*QUOTED PASSAGE:*

The midsubstance of the ACL was flat and thin regardless of the conservation method of the specimen (paraffined or fresh frozen). When cut perpendicular to the long axis at midsubstance, it resembles a “ribbon”-like ligament with a mean width of 9.9 mm, thickness of 3.9 mm and cross-sectional area of 38.7 mm2 (Fig. 2a–c). Five millimetre close to the tibial ACL insertion, the mean width was 11.9 mm and thickness 3.5 mm.

Fig. 2.

Fig. 2

ab ACL removed from all surrounding soft tissue and cut-off at midsubstance. In this specimen, the anterior horn of the lateral meniscus did not blend into the ACL but inserted completely posterior to the anterior “C”-shaped part of the ACL insertion. c Anterior fibres of the lateral meniscus blend in the anterior “C”-shaped part of the ACL insertion (most common)

The tibial ACL insertion is “C”-shaped from along the medial tibial spine to the anterior aspect of the anterior root of the lateral meniscus around a central and PL area (Fig. 3a–c). It has a mean width (length of the “C”) of 12.6 mm and thickness of 3.3 mm. The most anterior part of the “C” is a mean of 9.3 mm in the mediolateral direction, and the medial part of the “C” along the medial tibial spine is a mean of 11.4 mm in the anteroposterior direction. This corresponded to the mean anteroposterior (ap) width of 11.8 mm of the anterior horn of the lateral meniscus. The most posteromedial fibres of the “C”-shaped insertion site are a mean of 2.7 mm anterior to the tuberculum intercondylare mediale.

Fig. 3.

*STORED DATA:*
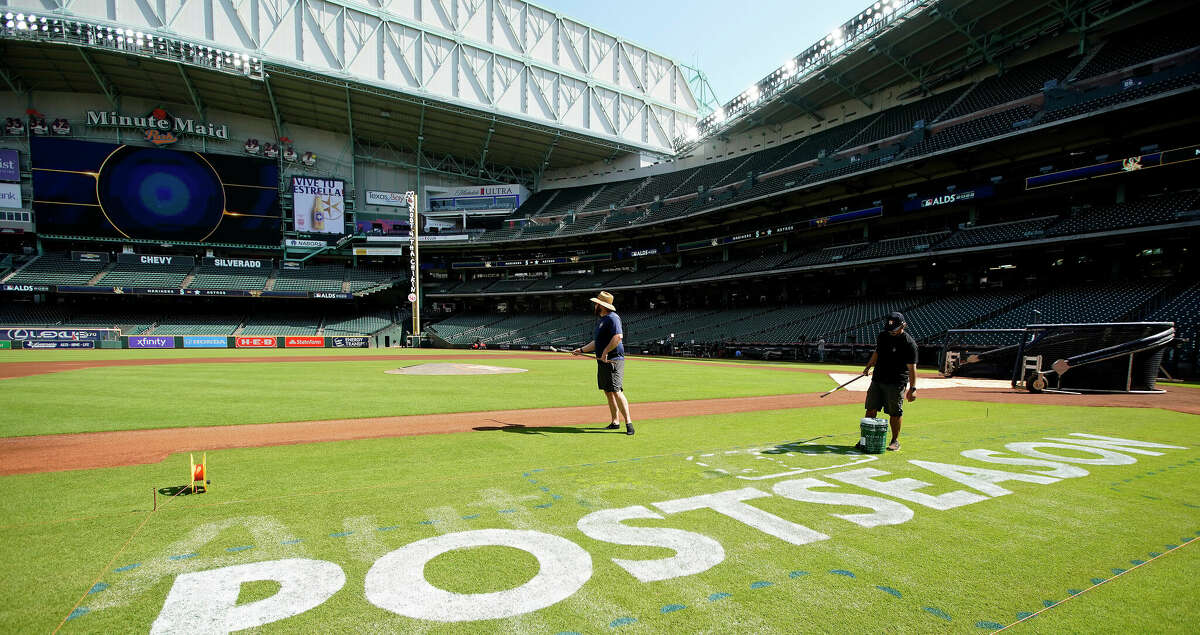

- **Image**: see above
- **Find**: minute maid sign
[140,432,1187,634]
[88,108,229,145]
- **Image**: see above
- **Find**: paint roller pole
[820,375,866,399]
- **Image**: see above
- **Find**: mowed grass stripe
[0,358,834,437]
[0,402,1200,633]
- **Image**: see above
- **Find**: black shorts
[866,381,904,417]
[596,358,625,393]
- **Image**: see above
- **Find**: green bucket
[858,418,888,454]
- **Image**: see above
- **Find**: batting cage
[941,322,1175,393]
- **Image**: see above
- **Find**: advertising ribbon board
[4,284,54,293]
[0,329,104,342]
[184,335,229,348]
[283,335,325,348]
[330,336,371,348]
[22,340,96,351]
[234,336,278,348]
[116,253,196,266]
[126,335,175,348]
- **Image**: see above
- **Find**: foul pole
[404,191,421,348]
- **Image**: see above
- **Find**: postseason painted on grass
[151,432,1187,633]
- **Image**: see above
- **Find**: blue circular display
[96,145,224,241]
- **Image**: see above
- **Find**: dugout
[941,322,1175,393]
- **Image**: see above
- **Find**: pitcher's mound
[383,364,527,375]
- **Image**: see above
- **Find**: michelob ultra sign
[292,176,346,234]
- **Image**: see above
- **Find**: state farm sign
[235,337,277,348]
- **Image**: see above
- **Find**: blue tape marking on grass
[922,606,954,622]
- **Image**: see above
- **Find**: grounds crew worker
[863,313,917,450]
[571,290,634,435]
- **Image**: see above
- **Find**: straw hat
[592,290,617,311]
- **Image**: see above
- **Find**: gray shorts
[866,381,904,417]
[596,358,625,393]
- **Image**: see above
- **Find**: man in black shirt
[863,313,917,450]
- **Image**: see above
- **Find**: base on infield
[383,364,528,375]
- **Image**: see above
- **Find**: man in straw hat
[571,290,634,435]
[863,312,917,450]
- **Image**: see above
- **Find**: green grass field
[0,348,1200,634]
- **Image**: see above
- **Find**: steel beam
[872,46,932,95]
[175,62,205,118]
[78,48,121,110]
[784,95,824,121]
[534,134,558,188]
[821,71,872,108]
[479,116,496,175]
[346,86,354,141]
[930,7,1003,68]
[263,72,284,139]
[0,64,29,95]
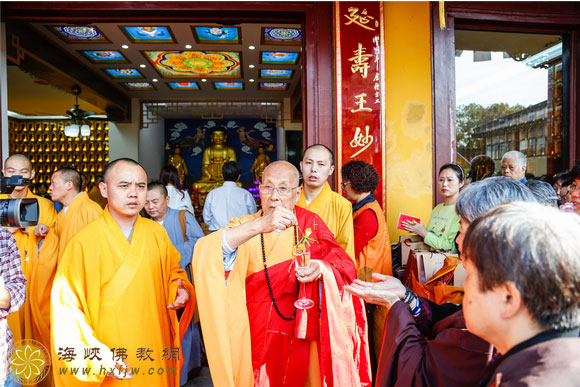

*CHECK YOUR UNDERSTANDING:*
**1)** In the ACL passage, how far anterior to the tuberculum intercondylare mediale are the most posteromedial fibers of the "C"-shaped insertion site, on average?
**2)** Write out the part of the ACL passage that starts at "The tibial ACL insertion is" and ends at "tuberculum intercondylare mediale.".

*ANSWERS BY TASK:*
**1)** A mean of 2.7 mm.

**2)**
The tibial ACL insertion is “C”-shaped from along the medial tibial spine to the anterior aspect of the anterior root of the lateral meniscus around a central and PL area (Fig. 3a–c). It has a mean width (length of the “C”) of 12.6 mm and thickness of 3.3 mm. The most anterior part of the “C” is a mean of 9.3 mm in the mediolateral direction, and the medial part of the “C” along the medial tibial spine is a mean of 11.4 mm in the anteroposterior direction. This corresponded to the mean anteroposterior (ap) width of 11.8 mm of the anterior horn of the lateral meniscus. The most posteromedial fibres of the “C”-shaped insertion site are a mean of 2.7 mm anterior to the tuberculum intercondylare mediale.